WHAT TO WORK ON –
1: Reproduce the part of the article on the Road Dawgs trademark suit starting at "Syracuse, NY —" and ending at "the United States.".
2: Sum up the article on the Road Dawgs trademark suit in two sentences.
3: In the article on the Road Dawgs trademark suit, what did lawyer James Muldoon say was part of the problem, and what reason did he give? Answer in one or two sentences.

SELECTED EXCERPT –
## start

National “Road Dawgs” given right of way over Syracuse group in trademark suit

Syracuse, NY — In a battle over names and logos, a national law enforcement–related motorcycle club has won top dog status – or more appropriately top “Road Dawg” status — over a small motorcycle club from Syracuse’s South Side.

The local ‘Cuse Road Dawgs can no longer use that name or its pit bull logo, U.S. District Judge Glenn Suddaby ruled Tuesday in a victory for the Road Dawgs Motorcycle Club of the United States.

Suddaby has given the local club 30 days to remove, delete or cover up its logo from all motorcycles, vehicles, helmets, gear, cups, pens, jackets, T-shirts, hats, belt buckles, jewelry, signs, billboards, emblems, stickers, labels, banners, flags, pennants, books, booklets, handbooks, manuals, directories, albums, pamphlets, flyers and Internet web sites.

The club has until May 30 to remove, delete or permanently cover up its logo from the group’s clubhouse at 510 Midland Ave.

Syracuse lawyer James Muldoon said part of the problem was that the public likely confused the national group he represented and the unrelated local club because of the similarity of their names and logos.

## end

DATA SEGMENT –
## start

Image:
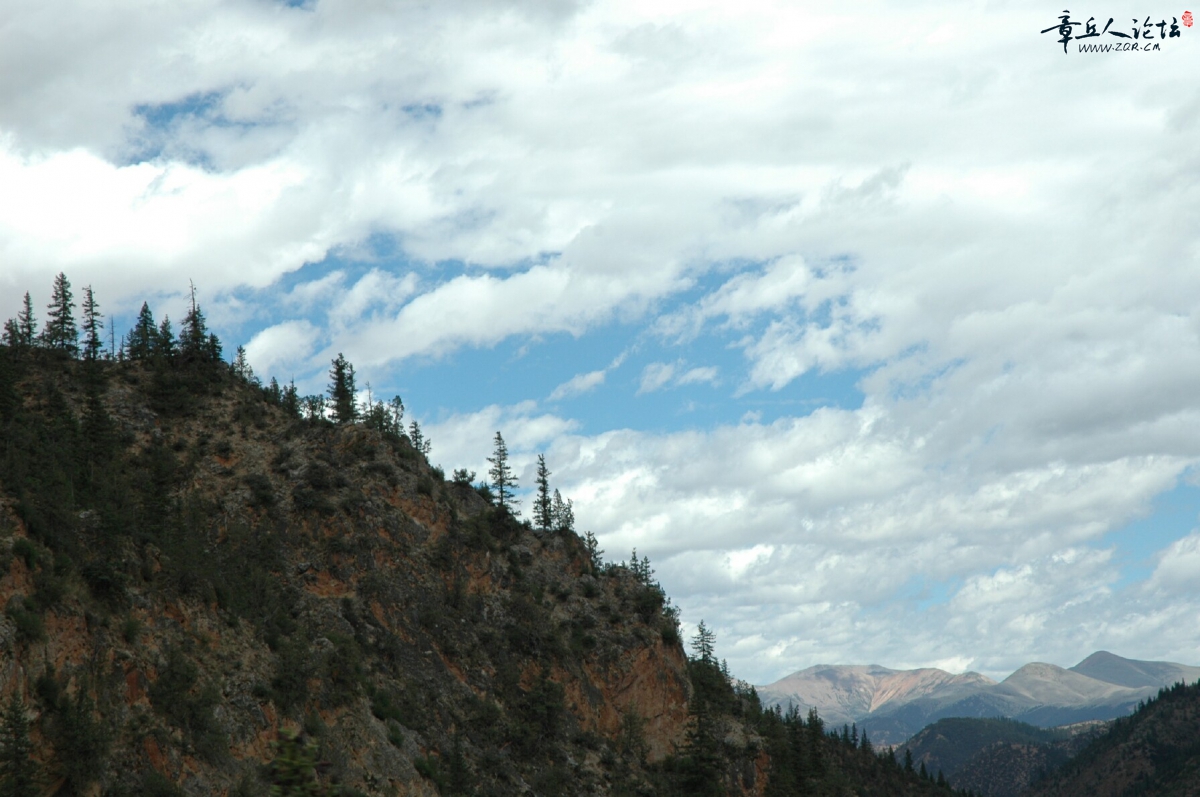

## end

RESPONSES TO THE TASKS –
1:
Syracuse, NY — In a battle over names and logos, a national law enforcement–related motorcycle club has won top dog status – or more appropriately top “Road Dawg” status — over a small motorcycle club from Syracuse’s South Side.

The local ‘Cuse Road Dawgs can no longer use that name or its pit bull logo, U.S. District Judge Glenn Suddaby ruled Tuesday in a victory for the Road Dawgs Motorcycle Club of the United States.

2: A federal judge ruled that the 'Cuse Road Dawgs, a small motorcycle club from Syracuse's South Side, can no longer use that name or its pit bull logo, a win for the Road Dawgs Motorcycle Club of the United States. The local club has 30 days to remove or cover the logo on its motorcycles, gear and other items, and until May 30 to do the same at its clubhouse.

3: Muldoon said part of the problem was that the public likely confused the national group he represented with the unrelated local club. He said this was because their names and logos were so similar.